▸ What the task asks:
Would you mind restating all of the records word for word, skipping the pictures?

Segmentation mask data:
◆ ◆ ◆ ◆ ◆

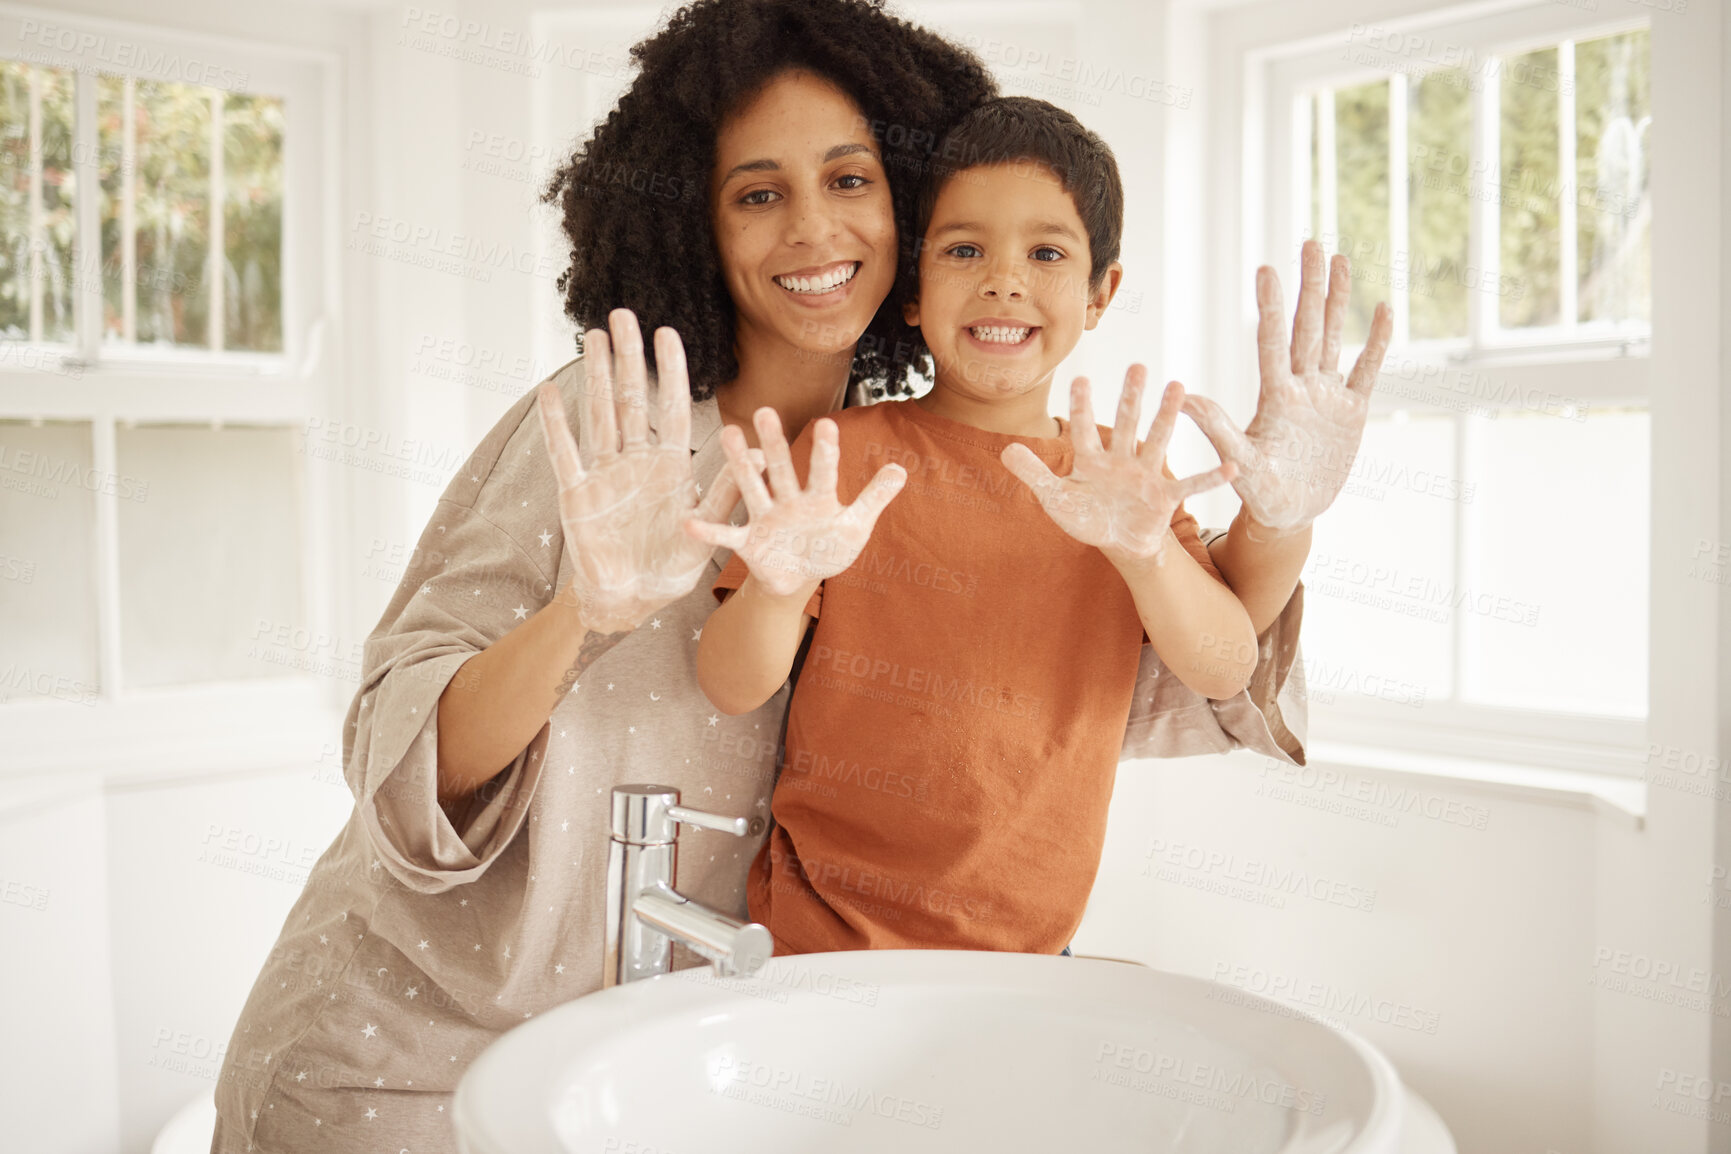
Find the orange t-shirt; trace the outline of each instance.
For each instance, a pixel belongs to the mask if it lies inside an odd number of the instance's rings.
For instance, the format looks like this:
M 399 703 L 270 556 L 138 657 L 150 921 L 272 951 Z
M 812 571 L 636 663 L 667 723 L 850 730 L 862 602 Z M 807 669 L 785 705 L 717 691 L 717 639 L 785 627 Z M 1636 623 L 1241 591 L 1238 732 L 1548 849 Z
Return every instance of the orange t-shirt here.
M 1068 422 L 1042 438 L 913 401 L 831 415 L 844 504 L 890 462 L 908 481 L 808 603 L 776 824 L 746 883 L 751 917 L 778 954 L 1055 954 L 1099 869 L 1146 640 L 1117 569 L 999 459 L 1020 441 L 1068 474 Z M 1111 433 L 1100 427 L 1102 442 Z M 810 454 L 808 426 L 793 443 L 802 483 Z M 1180 507 L 1172 528 L 1220 579 L 1196 519 Z M 734 557 L 717 598 L 746 573 Z

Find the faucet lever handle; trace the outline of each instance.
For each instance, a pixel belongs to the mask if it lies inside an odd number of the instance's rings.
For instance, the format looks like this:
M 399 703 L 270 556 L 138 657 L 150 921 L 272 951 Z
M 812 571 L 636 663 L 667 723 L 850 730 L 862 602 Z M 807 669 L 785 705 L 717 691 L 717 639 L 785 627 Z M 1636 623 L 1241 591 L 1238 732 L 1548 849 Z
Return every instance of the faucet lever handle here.
M 722 833 L 730 833 L 734 837 L 744 837 L 749 828 L 743 817 L 722 817 L 718 813 L 704 813 L 702 810 L 687 809 L 683 805 L 668 806 L 667 816 L 674 821 L 682 821 L 686 825 L 699 825 L 704 829 L 718 829 Z

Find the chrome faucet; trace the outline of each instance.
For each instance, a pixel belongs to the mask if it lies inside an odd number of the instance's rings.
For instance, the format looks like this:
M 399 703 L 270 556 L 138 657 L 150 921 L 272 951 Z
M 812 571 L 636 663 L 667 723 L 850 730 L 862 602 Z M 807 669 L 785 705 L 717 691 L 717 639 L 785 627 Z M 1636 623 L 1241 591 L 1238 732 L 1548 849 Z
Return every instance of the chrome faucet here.
M 774 953 L 765 927 L 716 913 L 673 889 L 680 822 L 735 837 L 749 829 L 743 817 L 685 808 L 671 786 L 614 787 L 603 987 L 667 973 L 675 939 L 708 958 L 723 977 L 749 977 Z

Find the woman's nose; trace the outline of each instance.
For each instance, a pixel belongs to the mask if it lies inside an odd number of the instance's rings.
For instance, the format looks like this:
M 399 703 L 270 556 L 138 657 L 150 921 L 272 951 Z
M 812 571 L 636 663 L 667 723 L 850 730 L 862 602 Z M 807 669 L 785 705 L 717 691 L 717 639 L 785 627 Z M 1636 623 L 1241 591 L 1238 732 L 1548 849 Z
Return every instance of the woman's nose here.
M 789 244 L 822 244 L 841 231 L 837 206 L 821 196 L 795 197 L 792 208 L 787 225 Z
M 994 265 L 980 281 L 980 296 L 986 300 L 1019 301 L 1027 295 L 1021 272 L 1012 266 Z

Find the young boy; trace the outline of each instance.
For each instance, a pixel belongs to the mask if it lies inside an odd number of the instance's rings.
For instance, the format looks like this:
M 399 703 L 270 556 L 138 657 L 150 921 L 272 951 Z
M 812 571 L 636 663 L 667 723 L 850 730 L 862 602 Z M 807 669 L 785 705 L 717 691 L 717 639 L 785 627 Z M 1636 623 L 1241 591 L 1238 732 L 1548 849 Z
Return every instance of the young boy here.
M 1165 468 L 1183 390 L 1140 448 L 1141 366 L 1115 428 L 1093 424 L 1080 380 L 1072 422 L 1047 415 L 1053 371 L 1122 276 L 1110 150 L 1011 97 L 940 155 L 962 160 L 921 198 L 907 314 L 930 392 L 814 421 L 791 457 L 760 409 L 774 496 L 729 428 L 751 523 L 688 522 L 736 550 L 698 645 L 717 708 L 767 700 L 811 627 L 776 825 L 747 882 L 778 954 L 1067 950 L 1143 642 L 1209 697 L 1236 694 L 1255 663 L 1250 618 L 1180 503 L 1232 468 L 1182 482 Z

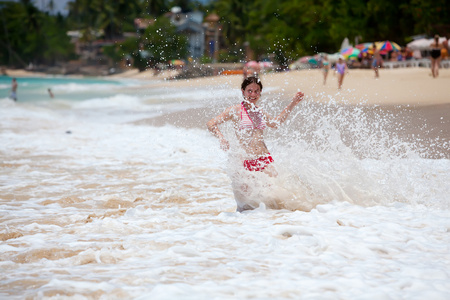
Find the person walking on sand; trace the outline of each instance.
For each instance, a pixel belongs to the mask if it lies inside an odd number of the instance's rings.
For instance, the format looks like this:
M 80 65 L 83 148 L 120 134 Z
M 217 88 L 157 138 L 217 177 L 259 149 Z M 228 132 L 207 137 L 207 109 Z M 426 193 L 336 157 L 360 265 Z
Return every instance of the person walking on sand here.
M 55 96 L 53 95 L 52 89 L 47 89 L 48 91 L 48 95 L 50 96 L 50 98 L 54 98 Z
M 13 78 L 11 82 L 11 94 L 9 98 L 13 99 L 14 101 L 17 101 L 17 86 L 17 80 L 16 78 Z
M 383 66 L 383 58 L 381 57 L 380 50 L 377 49 L 375 44 L 372 45 L 373 58 L 372 58 L 372 69 L 375 71 L 375 79 L 380 77 L 378 71 L 379 68 Z
M 323 70 L 323 85 L 327 83 L 328 72 L 330 71 L 330 62 L 328 61 L 328 56 L 323 57 L 322 61 L 322 70 Z
M 338 62 L 336 63 L 336 72 L 338 73 L 338 89 L 341 89 L 342 83 L 344 82 L 345 73 L 347 73 L 347 64 L 339 57 Z
M 439 43 L 439 35 L 434 36 L 434 41 L 430 45 L 431 48 L 431 74 L 434 78 L 439 76 L 439 64 L 441 63 L 442 44 Z
M 304 94 L 302 92 L 296 93 L 291 103 L 277 117 L 273 118 L 256 105 L 261 97 L 262 88 L 263 85 L 259 78 L 245 78 L 241 84 L 243 101 L 228 107 L 221 114 L 211 119 L 207 123 L 207 127 L 219 139 L 220 147 L 228 151 L 230 143 L 219 130 L 219 125 L 232 121 L 238 145 L 243 150 L 243 156 L 241 157 L 242 171 L 262 172 L 270 177 L 276 177 L 278 172 L 272 164 L 274 160 L 264 142 L 264 130 L 266 127 L 277 128 L 280 126 L 295 106 L 303 100 Z M 237 199 L 236 202 L 238 211 L 252 209 L 238 202 Z

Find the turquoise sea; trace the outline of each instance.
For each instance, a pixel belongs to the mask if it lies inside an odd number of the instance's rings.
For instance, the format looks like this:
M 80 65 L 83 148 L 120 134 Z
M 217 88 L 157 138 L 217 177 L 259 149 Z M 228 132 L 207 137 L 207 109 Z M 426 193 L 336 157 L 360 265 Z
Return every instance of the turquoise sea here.
M 0 77 L 0 98 L 6 98 L 11 91 L 9 76 Z M 18 100 L 20 102 L 47 101 L 51 89 L 56 99 L 86 100 L 86 98 L 112 96 L 118 87 L 137 85 L 137 81 L 107 80 L 102 78 L 69 77 L 19 77 Z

◆ ◆ ◆ ◆ ◆

▸ Task solution:
Find the orange t-shirt; trace the outline of each instance.
For each instance, a pixel belongs to the mask if it lies inside an odd number of the instance's rings.
For instance, the format looks like this:
M 399 703 L 270 556 L 138 657 L 150 921 L 272 951 Z
M 812 571 L 636 663 L 667 723 L 850 730 L 862 602 Z M 807 669 L 785 705 L 717 691 L 717 639 L 785 627 Z M 1636 623 L 1241 591 L 1238 732 L 1548 849 Z
Return every instance of the orange t-shirt here.
M 1068 422 L 1042 438 L 913 401 L 831 415 L 844 504 L 890 462 L 908 481 L 808 603 L 776 824 L 746 883 L 751 917 L 778 954 L 1055 954 L 1099 869 L 1146 640 L 1117 569 L 999 459 L 1020 441 L 1068 474 Z M 1111 433 L 1100 427 L 1102 442 Z M 810 454 L 808 426 L 793 443 L 802 483 Z M 1180 507 L 1172 528 L 1220 579 L 1196 519 Z M 734 557 L 717 598 L 746 573 Z

Find the faucet lever handle; trace the outline of each instance.
For each instance, a pixel belongs to the mask if it lies inside an odd number of the instance's rings.
For instance, the format looks like this:
M 399 703 L 270 556 L 138 657 L 150 921 L 272 951 Z
M 812 571 L 636 663 L 667 723 L 850 730 L 862 602 Z M 807 669 L 785 705 L 717 691 L 717 639 L 785 627 Z M 1636 623 L 1241 591 L 1238 732 L 1548 849 Z
Return every instance of the faucet lever handle here.
M 722 833 L 730 833 L 734 837 L 744 837 L 749 828 L 743 817 L 722 817 L 718 813 L 704 813 L 702 810 L 687 809 L 683 805 L 668 806 L 667 816 L 674 821 L 682 821 L 686 825 L 699 825 L 704 829 L 718 829 Z

Find the chrome faucet; trace the outline of each instance.
For each instance, a pixel belongs to the mask if it lies inside an odd number of the instance's rings.
For instance, the format looks like this:
M 399 703 L 270 556 L 138 657 L 150 921 L 272 951 Z
M 812 571 L 636 663 L 667 723 L 850 730 L 862 602 Z M 807 669 L 785 705 L 717 691 L 717 639 L 785 627 Z M 1636 623 L 1241 591 L 1238 732 L 1548 849 Z
Return every instance of the chrome faucet here.
M 774 953 L 765 927 L 716 913 L 673 889 L 680 822 L 735 837 L 749 829 L 743 817 L 685 808 L 671 786 L 614 787 L 603 987 L 667 973 L 675 939 L 708 958 L 723 977 L 749 977 Z

Find the woman's nose; trace the outline of each instance.
For each instance, a pixel belongs to the mask if it lies inside an odd number of the instance's rings.
For instance, the format looks like this:
M 399 703 L 270 556 L 138 657 L 150 921 L 272 951 Z
M 812 571 L 636 663 L 667 723 L 850 730 L 862 602 Z M 807 669 L 785 705 L 717 691 L 717 639 L 785 627 Z M 1636 623 L 1241 591 L 1238 732 L 1548 849 Z
Return every instance of the woman's nose here.
M 789 244 L 822 244 L 841 231 L 837 206 L 821 196 L 795 197 L 792 208 L 787 225 Z
M 994 265 L 980 281 L 980 296 L 986 300 L 1019 301 L 1027 295 L 1021 272 L 1012 266 Z

Find the young boy; trace the outline of each instance.
For each instance, a pixel belongs to the mask if it lies inside an odd number of the instance's rings.
For instance, the format looks like this:
M 399 703 L 270 556 L 138 657 L 150 921 L 272 951 Z
M 812 571 L 636 663 L 667 723 L 850 730 L 862 602 Z M 807 669 L 785 705 L 717 691 L 717 639 L 785 627 Z M 1636 623 L 1241 591 L 1238 732 L 1548 849 Z
Return every instance of the young boy here.
M 1165 468 L 1183 390 L 1140 448 L 1141 366 L 1115 428 L 1093 424 L 1080 380 L 1072 422 L 1047 415 L 1053 371 L 1122 276 L 1110 150 L 1011 97 L 940 155 L 962 160 L 921 198 L 907 314 L 930 392 L 814 421 L 791 457 L 760 409 L 774 496 L 729 428 L 751 523 L 688 522 L 736 550 L 698 645 L 717 708 L 767 700 L 811 627 L 776 825 L 747 882 L 778 954 L 1067 950 L 1143 642 L 1209 697 L 1236 694 L 1255 663 L 1250 618 L 1180 503 L 1232 468 L 1182 482 Z

Find the person walking on sand; trace the outline of each instance.
For each instance, a pixel belongs to the mask if it lies inside an odd number of the instance's rings.
For instance, the format looks like this:
M 80 65 L 83 148 L 120 134 Z
M 217 88 L 157 138 L 217 177 L 259 149 Z M 228 132 L 207 137 L 207 109 Z M 426 193 L 336 157 L 360 265 Z
Return every instance of the person walking on sand here.
M 55 96 L 53 95 L 52 89 L 47 89 L 48 91 L 48 95 L 50 96 L 50 98 L 54 98 Z
M 13 78 L 11 82 L 11 94 L 9 98 L 13 99 L 14 101 L 17 101 L 17 86 L 17 80 L 16 78 Z
M 383 66 L 383 58 L 381 57 L 380 50 L 377 49 L 375 44 L 372 45 L 373 58 L 372 58 L 372 69 L 375 71 L 375 79 L 380 77 L 378 71 L 379 68 Z
M 323 70 L 323 85 L 327 83 L 328 72 L 330 71 L 330 62 L 328 61 L 328 56 L 323 57 L 322 61 L 322 70 Z
M 338 62 L 336 63 L 336 72 L 338 73 L 338 89 L 341 89 L 342 83 L 344 82 L 345 73 L 347 73 L 347 64 L 339 57 Z
M 439 43 L 439 35 L 434 36 L 434 41 L 430 45 L 431 48 L 431 74 L 434 78 L 439 76 L 439 64 L 441 63 L 442 44 Z
M 304 94 L 302 92 L 296 93 L 291 103 L 277 117 L 273 118 L 256 105 L 261 97 L 262 88 L 263 85 L 259 78 L 245 78 L 241 84 L 243 101 L 228 107 L 221 114 L 211 119 L 207 123 L 207 127 L 219 139 L 220 147 L 228 151 L 230 143 L 219 130 L 219 125 L 232 121 L 238 145 L 243 150 L 243 156 L 241 157 L 242 171 L 262 172 L 270 177 L 276 177 L 278 172 L 272 164 L 274 160 L 264 142 L 264 130 L 266 127 L 277 128 L 280 126 L 295 106 L 303 100 Z M 237 199 L 236 202 L 238 211 L 252 209 L 238 202 Z

Find the turquoise sea; trace the outline of each instance.
For each instance, a pixel belongs to the mask if it lies inside an odd number of the instance's rings.
For instance, the format looks like this:
M 80 65 L 83 148 L 120 134 Z
M 217 88 L 157 138 L 217 177 L 259 149 Z M 228 132 L 207 137 L 207 109 Z M 426 193 L 336 157 L 360 265 Z
Return every instance of the turquoise sea here.
M 0 77 L 0 98 L 6 98 L 11 91 L 9 76 Z M 18 100 L 20 102 L 47 101 L 51 89 L 56 99 L 86 100 L 86 98 L 112 96 L 118 87 L 137 85 L 137 81 L 107 80 L 102 78 L 69 77 L 19 77 Z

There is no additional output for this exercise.